[Stored data entries]
◆ ◆ ◆ ◆ ◆

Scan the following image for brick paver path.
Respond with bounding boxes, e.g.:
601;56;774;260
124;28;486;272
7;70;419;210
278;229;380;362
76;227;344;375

◆ ◆ ◆ ◆ ◆

What you should do: The entries are to be repeated exactly, with nothing altered.

Solution for this task:
Scan the following image for brick paver path.
Respond with bounding boxes, e.g.:
601;56;774;260
124;28;486;272
7;70;419;210
278;229;380;362
76;227;344;375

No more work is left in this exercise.